DOCUMENT EXCERPT →
********************
Status changed from New to Need More Info

Is it possible for you to capture a coredump? Did the same crush_location_hook work fine on your 15.2.9 cluster?

Actions

Copy link

Updated by Andrew Davidoff almost 3 years ago

File core.ceph-osd.1620430233.gz core.ceph-osd.1620430233.gz added

I have attached a coredump. This hook works fine in 15.2.9. I can also run it fine manually from inside a launched OSD container under 16.2.1. I don't think the OSD is actually getting to the point of execing the location hook. Please let me know if I can provide anything else.

Actions

Copy link

Updated by Andrew Davidoff almost 3 years ago

Here's a bit more info that may be useful. Only because it's a volume already exported to the container out of the box, the crush location hook I am using lives under what the container sees as /var/log/ceph (on the host it's /var/log/ceph/$FSID). Maybe something about that location is problematic? Though as I noted earlier, trying something under /bin, which is part of the container, produced the same results.

Actions

Copy link

Updated by Andrew Davidoff almost 3 years ago

FYI I tried with ceph/daemon-base:master-24e1f91-pacific-centos-8-x86_64 (the latest non-devel build at this time) just to see if somehow something was different there, since that build was newer (even though it should be and is still 16.2.4), and the problem persists there too.
********************
DATA BELOW →
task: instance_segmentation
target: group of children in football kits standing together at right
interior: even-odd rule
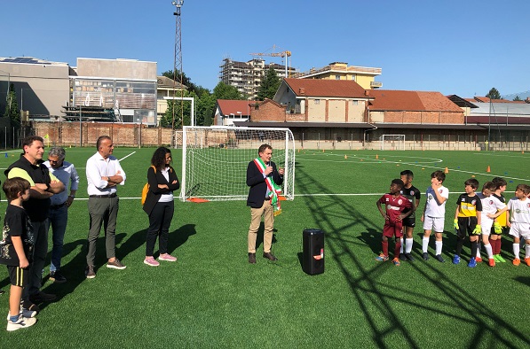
********************
Reproduce the stretch of the issue thread from "Is it possible" through "provide anything else.", substituting "core dump" for every occurrence of "coredump".

EXERCISE ANSWER →
Is it possible for you to capture a core dump? Did the same crush_location_hook work fine on your 15.2.9 cluster?

Actions

Copy link

Updated by Andrew Davidoff almost 3 years ago

File core.ceph-osd.1620430233.gz core.ceph-osd.1620430233.gz added

I have attached a core dump. This hook works fine in 15.2.9. I can also run it fine manually from inside a launched OSD container under 16.2.1. I don't think the OSD is actually getting to the point of execing the location hook. Please let me know if I can provide anything else.